→ **EXERCISE DIRECTIONS**: Your answer should be every line of the entries that has the string "roof" in it.

→ **Text-to-region grounding data**:
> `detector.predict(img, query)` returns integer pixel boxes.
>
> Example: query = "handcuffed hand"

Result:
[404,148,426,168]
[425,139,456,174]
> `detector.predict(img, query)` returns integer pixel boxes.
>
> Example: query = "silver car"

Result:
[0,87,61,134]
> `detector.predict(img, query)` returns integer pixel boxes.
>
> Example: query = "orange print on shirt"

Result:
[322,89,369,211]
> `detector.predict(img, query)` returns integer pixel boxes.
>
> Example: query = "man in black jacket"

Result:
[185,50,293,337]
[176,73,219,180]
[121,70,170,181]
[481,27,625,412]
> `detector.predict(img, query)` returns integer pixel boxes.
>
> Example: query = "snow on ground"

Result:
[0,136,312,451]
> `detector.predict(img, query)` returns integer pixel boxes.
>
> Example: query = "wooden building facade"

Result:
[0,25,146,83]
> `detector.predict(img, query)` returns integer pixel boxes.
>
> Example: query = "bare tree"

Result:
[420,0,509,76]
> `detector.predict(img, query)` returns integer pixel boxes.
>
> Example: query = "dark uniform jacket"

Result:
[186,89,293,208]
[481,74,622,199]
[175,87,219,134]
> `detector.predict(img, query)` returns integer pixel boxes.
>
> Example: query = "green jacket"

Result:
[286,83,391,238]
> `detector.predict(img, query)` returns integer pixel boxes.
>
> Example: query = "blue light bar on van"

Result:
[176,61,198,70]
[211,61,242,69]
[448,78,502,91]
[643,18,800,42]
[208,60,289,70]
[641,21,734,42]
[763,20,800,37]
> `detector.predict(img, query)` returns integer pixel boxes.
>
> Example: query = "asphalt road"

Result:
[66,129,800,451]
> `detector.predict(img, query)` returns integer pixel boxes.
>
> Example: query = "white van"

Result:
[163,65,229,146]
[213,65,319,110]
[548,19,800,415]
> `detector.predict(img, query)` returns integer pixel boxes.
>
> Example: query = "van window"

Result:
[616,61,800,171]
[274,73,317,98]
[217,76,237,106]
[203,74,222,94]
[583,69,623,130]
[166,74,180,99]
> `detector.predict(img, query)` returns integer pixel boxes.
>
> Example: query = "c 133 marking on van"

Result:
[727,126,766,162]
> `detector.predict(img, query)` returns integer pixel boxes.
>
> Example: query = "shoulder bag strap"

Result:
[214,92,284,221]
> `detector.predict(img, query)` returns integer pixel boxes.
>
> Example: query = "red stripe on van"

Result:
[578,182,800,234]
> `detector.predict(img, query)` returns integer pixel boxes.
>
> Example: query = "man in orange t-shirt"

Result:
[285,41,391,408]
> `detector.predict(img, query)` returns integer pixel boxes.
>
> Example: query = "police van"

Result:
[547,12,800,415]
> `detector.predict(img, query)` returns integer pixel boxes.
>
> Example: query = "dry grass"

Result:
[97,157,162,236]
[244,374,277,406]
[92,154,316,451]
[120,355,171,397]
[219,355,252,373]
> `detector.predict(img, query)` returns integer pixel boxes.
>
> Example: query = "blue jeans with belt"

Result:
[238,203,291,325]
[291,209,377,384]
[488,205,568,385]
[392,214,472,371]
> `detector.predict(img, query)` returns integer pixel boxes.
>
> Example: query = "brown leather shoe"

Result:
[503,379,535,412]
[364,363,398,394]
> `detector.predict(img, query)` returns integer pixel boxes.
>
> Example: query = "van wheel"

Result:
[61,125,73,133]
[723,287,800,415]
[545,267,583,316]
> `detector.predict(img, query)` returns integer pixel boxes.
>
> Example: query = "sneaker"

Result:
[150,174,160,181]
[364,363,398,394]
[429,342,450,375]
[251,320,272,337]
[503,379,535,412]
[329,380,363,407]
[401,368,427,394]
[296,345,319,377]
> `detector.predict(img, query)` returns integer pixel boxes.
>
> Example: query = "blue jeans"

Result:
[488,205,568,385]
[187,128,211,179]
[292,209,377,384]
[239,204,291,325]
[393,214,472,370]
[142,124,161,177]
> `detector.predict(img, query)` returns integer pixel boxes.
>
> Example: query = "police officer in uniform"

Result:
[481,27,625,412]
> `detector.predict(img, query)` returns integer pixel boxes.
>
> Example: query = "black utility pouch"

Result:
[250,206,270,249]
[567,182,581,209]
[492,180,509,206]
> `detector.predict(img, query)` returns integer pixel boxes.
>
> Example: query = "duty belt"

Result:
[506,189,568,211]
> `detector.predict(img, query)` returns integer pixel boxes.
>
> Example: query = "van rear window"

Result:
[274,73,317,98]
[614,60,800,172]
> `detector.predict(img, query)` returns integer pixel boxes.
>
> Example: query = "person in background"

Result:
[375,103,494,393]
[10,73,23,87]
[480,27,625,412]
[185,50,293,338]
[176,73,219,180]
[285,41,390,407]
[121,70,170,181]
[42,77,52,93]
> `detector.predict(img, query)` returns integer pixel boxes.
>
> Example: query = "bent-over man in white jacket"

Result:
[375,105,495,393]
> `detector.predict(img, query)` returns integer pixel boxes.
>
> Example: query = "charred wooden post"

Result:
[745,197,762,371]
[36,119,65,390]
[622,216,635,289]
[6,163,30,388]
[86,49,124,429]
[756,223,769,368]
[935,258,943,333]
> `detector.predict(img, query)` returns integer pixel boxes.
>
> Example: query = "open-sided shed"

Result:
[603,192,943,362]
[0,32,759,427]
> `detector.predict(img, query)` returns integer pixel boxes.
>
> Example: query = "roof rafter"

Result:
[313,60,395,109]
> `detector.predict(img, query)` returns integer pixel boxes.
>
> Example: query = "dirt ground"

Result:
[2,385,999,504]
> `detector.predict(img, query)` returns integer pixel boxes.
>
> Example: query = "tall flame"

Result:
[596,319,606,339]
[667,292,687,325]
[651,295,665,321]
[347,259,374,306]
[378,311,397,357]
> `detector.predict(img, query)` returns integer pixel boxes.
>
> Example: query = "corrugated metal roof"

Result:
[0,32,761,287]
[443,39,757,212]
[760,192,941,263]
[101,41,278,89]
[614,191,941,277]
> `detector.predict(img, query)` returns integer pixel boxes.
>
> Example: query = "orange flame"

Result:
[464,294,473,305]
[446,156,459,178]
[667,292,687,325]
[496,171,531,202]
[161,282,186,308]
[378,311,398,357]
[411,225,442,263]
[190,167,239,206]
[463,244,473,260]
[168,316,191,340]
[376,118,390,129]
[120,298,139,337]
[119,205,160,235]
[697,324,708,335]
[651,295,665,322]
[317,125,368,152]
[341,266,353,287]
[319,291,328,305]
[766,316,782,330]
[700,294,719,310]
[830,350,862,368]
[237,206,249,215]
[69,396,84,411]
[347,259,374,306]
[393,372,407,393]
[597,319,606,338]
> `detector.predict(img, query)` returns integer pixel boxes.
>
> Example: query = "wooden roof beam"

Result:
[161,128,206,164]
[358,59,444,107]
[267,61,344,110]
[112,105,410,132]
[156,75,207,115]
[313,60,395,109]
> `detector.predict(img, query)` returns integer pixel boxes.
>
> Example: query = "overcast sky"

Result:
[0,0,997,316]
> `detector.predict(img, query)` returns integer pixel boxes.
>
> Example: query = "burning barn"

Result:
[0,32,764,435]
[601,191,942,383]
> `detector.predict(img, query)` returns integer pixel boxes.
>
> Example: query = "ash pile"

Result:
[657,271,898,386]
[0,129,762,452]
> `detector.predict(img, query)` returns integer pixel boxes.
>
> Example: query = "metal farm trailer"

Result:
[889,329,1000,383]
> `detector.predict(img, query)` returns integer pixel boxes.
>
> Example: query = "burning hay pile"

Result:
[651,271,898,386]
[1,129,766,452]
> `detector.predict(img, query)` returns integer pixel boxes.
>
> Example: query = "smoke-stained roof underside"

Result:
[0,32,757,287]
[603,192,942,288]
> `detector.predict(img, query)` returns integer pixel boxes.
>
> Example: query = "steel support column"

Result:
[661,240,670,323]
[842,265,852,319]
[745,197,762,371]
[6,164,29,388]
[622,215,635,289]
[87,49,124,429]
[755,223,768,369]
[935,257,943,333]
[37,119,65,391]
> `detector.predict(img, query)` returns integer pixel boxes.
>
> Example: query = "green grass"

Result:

→ **OUTPUT OF THE TASK**:
> Example: query = "roof rafter"
> Example: query = "corrugated metal roof"
> Example: query = "wooden roof beam"
> Example: query = "smoke-stained roof underside"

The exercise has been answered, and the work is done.